▶ _What is expected_
The required output is the line that contains "For every instance of the blurred" and every line after it, each written out exactly, up to the end of the entries.

Top of Material provided

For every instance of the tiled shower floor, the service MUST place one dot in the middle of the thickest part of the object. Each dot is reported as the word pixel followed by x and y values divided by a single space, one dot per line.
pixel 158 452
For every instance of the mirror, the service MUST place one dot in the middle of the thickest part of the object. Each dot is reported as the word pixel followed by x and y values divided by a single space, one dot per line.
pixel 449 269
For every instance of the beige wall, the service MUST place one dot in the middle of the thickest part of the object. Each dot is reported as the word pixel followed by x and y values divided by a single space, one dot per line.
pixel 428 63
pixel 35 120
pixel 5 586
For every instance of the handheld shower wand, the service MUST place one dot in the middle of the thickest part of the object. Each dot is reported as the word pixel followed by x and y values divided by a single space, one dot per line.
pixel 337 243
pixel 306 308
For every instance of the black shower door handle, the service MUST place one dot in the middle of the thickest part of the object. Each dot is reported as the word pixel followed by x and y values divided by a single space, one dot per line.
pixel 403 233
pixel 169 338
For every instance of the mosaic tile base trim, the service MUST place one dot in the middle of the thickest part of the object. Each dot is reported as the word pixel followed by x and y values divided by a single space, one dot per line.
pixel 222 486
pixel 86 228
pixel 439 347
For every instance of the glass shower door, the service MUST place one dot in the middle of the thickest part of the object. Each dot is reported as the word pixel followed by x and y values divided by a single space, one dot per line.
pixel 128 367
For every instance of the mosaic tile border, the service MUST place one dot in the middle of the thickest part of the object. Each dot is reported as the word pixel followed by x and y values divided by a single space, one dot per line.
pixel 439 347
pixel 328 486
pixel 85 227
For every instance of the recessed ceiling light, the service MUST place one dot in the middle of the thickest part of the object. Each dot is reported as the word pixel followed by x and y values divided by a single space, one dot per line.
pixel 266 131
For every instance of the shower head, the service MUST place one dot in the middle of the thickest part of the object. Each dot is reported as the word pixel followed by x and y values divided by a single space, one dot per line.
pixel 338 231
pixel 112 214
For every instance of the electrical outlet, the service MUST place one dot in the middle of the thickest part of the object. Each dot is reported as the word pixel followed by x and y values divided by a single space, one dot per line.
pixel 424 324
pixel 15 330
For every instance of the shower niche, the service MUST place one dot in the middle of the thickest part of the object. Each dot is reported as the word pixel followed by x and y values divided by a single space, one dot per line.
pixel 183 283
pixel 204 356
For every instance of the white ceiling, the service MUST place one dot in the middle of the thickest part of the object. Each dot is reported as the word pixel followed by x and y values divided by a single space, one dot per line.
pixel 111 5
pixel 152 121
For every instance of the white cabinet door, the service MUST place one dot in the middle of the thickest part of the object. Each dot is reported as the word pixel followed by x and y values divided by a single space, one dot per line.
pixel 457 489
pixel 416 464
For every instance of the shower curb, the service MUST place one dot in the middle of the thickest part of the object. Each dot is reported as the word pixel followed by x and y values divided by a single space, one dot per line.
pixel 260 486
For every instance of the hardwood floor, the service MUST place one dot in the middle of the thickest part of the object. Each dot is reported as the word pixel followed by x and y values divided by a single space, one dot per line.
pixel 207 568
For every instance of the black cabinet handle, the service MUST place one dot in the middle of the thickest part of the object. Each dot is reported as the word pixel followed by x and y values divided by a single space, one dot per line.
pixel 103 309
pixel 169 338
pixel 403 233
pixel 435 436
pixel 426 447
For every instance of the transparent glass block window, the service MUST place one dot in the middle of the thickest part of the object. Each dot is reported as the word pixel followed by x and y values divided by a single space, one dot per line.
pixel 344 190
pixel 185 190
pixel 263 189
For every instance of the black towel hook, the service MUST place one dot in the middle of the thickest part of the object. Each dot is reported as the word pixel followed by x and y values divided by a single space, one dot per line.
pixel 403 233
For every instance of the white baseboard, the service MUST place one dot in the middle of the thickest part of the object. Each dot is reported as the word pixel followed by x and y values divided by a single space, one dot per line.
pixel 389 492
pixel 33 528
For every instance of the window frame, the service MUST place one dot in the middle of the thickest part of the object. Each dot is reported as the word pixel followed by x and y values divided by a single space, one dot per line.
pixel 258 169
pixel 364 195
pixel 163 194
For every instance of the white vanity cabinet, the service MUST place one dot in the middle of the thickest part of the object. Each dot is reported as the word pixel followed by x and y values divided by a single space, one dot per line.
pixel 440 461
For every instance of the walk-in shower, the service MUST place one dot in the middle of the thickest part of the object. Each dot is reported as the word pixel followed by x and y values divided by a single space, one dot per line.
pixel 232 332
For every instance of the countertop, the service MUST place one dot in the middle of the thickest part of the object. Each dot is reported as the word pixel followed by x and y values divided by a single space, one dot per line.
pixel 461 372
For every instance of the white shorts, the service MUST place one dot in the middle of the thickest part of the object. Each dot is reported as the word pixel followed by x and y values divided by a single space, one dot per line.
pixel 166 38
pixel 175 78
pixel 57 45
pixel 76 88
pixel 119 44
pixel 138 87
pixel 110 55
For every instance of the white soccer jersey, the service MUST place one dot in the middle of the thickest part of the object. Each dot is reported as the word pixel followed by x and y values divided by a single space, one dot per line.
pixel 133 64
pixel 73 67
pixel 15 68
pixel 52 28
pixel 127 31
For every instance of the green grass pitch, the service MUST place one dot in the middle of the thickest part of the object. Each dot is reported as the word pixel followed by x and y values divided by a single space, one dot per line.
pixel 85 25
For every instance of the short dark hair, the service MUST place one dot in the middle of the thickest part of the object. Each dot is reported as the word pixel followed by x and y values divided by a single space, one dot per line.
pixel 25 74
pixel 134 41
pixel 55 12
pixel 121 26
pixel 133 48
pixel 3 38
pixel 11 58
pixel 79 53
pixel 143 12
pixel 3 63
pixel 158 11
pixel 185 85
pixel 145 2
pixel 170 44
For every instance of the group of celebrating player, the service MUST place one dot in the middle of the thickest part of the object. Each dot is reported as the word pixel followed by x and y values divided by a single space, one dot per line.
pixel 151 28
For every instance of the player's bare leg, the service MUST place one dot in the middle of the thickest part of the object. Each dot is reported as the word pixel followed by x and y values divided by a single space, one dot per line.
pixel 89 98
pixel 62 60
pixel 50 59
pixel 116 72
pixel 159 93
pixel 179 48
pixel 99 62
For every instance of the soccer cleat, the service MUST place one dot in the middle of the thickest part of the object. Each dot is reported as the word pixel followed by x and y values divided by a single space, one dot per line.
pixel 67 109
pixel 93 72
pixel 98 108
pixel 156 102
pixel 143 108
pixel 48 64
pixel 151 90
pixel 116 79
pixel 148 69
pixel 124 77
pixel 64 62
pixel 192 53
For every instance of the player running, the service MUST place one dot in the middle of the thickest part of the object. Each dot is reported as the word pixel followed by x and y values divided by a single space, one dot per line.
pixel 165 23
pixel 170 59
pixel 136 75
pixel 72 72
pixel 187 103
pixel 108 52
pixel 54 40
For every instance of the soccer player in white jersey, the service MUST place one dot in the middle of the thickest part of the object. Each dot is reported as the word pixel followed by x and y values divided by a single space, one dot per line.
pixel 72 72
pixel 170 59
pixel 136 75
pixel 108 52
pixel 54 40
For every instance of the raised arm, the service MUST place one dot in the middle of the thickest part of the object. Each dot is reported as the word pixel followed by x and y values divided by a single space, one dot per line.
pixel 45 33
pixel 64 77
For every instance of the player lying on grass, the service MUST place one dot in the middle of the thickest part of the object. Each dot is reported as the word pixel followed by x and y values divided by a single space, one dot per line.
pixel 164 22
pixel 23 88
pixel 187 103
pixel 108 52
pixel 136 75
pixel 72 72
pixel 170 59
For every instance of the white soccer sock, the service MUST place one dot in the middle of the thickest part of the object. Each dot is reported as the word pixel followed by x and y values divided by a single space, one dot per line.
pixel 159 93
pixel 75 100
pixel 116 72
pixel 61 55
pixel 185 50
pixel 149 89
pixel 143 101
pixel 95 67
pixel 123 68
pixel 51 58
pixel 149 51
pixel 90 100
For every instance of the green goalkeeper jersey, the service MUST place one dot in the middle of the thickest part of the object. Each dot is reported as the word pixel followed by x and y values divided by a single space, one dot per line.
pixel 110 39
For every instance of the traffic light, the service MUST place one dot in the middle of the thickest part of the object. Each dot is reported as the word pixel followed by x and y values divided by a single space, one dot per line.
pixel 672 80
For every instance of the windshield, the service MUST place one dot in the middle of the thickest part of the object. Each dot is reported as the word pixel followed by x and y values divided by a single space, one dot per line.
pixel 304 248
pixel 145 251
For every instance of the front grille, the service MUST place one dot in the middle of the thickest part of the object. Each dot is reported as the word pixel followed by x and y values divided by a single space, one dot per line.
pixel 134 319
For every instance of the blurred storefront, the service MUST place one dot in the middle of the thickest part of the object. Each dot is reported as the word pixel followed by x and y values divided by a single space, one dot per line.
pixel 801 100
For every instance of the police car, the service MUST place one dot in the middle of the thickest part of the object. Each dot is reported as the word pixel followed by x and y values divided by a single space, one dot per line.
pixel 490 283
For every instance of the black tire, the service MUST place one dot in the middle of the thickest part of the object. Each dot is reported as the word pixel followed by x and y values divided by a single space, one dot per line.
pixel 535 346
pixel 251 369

Bottom of Material provided

▶ _Reply_
For every instance of the blurred storefront, the service MUST place one dot in the middle of the thickest part of the object. Each dot is reported as the word pixel followed by x and y values divided by a single space, one dot per line.
pixel 801 100
For every instance of the police car, the service MUST place one dot in the middle of the thickest part of the object. Each dot is reported as the word pixel followed by x and y values divided by a single space, one dot per line.
pixel 490 283
For every instance of the black tire, the service MUST place one dot in the middle of the thickest part of the object. Each dot is reported as the word pixel followed by x and y values divided by a single space, one dot per line.
pixel 535 346
pixel 251 369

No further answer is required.